PROBLEM DETAILS:
Each entry must be reproduced precisely as it stands.

DATA SUPPLIED:

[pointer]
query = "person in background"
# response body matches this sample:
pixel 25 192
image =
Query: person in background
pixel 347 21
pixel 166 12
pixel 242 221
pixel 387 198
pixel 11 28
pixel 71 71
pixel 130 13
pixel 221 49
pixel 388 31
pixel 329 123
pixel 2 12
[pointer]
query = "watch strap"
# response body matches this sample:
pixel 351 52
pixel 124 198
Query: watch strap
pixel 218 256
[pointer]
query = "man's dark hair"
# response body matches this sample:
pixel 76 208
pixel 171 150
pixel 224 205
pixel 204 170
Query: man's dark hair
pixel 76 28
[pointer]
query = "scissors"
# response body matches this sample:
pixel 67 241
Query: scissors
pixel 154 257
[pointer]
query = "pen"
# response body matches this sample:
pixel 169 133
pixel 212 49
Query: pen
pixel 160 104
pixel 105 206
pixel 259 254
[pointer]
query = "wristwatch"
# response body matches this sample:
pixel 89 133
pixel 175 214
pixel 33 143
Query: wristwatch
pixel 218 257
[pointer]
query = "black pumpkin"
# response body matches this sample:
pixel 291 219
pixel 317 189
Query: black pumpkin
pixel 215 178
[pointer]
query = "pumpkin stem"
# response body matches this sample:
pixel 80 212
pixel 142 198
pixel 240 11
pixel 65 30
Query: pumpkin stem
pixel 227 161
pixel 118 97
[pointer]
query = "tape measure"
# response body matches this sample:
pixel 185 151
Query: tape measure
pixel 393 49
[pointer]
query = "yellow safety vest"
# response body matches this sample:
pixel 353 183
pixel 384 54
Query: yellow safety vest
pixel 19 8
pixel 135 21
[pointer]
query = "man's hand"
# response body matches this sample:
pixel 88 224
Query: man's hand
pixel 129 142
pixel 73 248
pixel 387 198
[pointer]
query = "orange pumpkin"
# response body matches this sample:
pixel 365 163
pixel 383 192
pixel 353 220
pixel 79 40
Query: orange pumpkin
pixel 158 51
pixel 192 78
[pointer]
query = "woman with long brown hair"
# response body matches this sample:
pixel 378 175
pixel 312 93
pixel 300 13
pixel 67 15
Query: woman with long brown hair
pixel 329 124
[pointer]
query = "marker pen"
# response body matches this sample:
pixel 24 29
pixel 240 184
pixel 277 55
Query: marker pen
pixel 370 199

OUTPUT FOR THIS TASK:
[pointer]
query = "person in background"
# response body matches this sample:
pixel 25 192
image =
Query: person in background
pixel 347 21
pixel 166 12
pixel 242 221
pixel 387 198
pixel 11 28
pixel 71 71
pixel 130 13
pixel 221 49
pixel 388 31
pixel 329 123
pixel 2 12
[pointer]
query = "watch strap"
# response body matches this sample:
pixel 351 52
pixel 124 198
Query: watch strap
pixel 218 256
[pointer]
query = "man's dark hair"
# response body matches this sample:
pixel 76 208
pixel 171 150
pixel 224 205
pixel 204 170
Query: man's dark hair
pixel 76 28
[pointer]
query = "scissors"
# response body matches this sample:
pixel 67 241
Query: scissors
pixel 154 257
[pointer]
query = "pen"
# response body matches this sample:
pixel 169 133
pixel 212 49
Query: pen
pixel 160 104
pixel 105 206
pixel 259 254
[pointer]
query = "wristwatch"
# response body matches this sample:
pixel 89 133
pixel 175 214
pixel 33 143
Query: wristwatch
pixel 218 257
[pointer]
query = "black pumpkin"
# response body matches this sample:
pixel 291 219
pixel 317 189
Query: black pumpkin
pixel 215 178
[pointer]
query = "pumpkin stem"
# response body matches this sample:
pixel 80 212
pixel 142 198
pixel 240 11
pixel 65 30
Query: pumpkin stem
pixel 227 161
pixel 118 97
[pointer]
query = "tape measure"
# response body matches this sample:
pixel 185 151
Query: tape measure
pixel 393 49
[pointer]
query = "yellow safety vest"
# response body matches this sample:
pixel 353 183
pixel 384 54
Query: yellow safety vest
pixel 19 8
pixel 135 21
[pointer]
query = "man's hand"
# response body matches this sample:
pixel 88 224
Query: man's hand
pixel 129 142
pixel 73 248
pixel 387 198
[pointer]
query = "orange pumpkin"
# response body matches this sample:
pixel 365 163
pixel 383 192
pixel 353 220
pixel 79 40
Query: orange pumpkin
pixel 158 51
pixel 192 78
[pointer]
query = "woman with long brown hair"
# response body matches this sample:
pixel 378 175
pixel 312 93
pixel 300 13
pixel 67 15
Query: woman with long brown hair
pixel 329 124
[pointer]
query = "marker pen"
# response body matches this sample:
pixel 24 29
pixel 240 184
pixel 277 55
Query: marker pen
pixel 370 199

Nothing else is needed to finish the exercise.